* **TO BE DONE**: Gather every line in the records below that contains the word "billboard", and copy each one as it appears.

* **SUPPLIED RECORDS**:
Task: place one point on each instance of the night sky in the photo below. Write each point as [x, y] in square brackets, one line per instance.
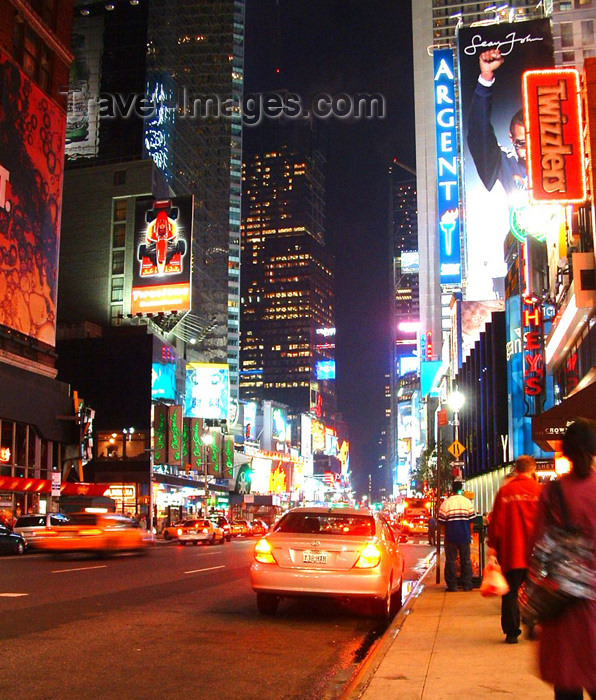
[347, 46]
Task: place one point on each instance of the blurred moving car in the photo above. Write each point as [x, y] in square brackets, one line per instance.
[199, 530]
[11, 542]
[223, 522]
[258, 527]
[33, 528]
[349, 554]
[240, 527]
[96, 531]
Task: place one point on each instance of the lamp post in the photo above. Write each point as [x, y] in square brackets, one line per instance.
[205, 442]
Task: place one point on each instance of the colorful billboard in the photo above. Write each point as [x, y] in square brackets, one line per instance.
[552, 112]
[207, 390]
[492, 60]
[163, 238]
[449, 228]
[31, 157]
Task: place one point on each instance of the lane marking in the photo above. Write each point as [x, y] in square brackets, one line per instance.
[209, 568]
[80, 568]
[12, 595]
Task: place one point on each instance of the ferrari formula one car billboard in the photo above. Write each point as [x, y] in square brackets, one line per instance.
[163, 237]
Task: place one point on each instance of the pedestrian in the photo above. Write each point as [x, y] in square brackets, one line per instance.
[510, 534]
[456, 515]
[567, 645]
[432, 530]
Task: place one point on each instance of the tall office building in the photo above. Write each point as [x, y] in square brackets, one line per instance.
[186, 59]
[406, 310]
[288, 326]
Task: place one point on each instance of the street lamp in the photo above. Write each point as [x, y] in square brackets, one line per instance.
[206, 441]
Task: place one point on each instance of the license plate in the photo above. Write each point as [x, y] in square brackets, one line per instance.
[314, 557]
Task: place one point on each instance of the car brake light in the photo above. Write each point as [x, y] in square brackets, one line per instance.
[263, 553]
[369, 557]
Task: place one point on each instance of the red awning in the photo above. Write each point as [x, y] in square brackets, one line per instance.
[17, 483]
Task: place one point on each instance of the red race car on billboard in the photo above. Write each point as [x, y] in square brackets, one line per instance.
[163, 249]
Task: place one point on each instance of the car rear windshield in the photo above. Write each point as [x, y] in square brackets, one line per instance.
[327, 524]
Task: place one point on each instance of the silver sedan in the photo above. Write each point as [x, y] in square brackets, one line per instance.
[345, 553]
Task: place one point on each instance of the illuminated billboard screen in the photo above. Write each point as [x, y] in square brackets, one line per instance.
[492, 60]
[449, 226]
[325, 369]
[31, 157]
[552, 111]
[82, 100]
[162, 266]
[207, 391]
* * *
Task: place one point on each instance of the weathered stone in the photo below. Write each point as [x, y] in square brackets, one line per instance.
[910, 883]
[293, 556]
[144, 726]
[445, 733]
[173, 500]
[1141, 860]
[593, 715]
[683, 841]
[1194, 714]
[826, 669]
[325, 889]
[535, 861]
---
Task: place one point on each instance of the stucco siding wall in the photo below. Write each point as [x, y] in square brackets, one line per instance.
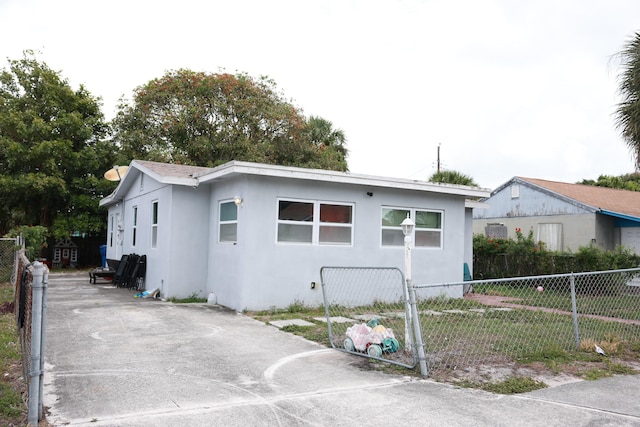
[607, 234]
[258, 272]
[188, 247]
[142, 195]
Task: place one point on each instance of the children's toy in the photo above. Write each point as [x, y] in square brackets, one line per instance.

* **ANSWER TO THIS TASK**:
Task: place one point on each instance of the colorful billboard in the photo above. Write each point as [x, y] in square brackets, one line per instance.
Task: place one point on each instance of the ferrari formula one car billboard in the photo above. Write each point as [x, y] in square brackets, one line per instance.
Task: place one point on each instance of the red race car on billboard in the photo above. Write each point as [x, y] in square brackets, one line per instance.
Task: place one point on each instance of the illuminated billboard screen in the photo above. Write each point as [x, y] in square brackets, one line per instance.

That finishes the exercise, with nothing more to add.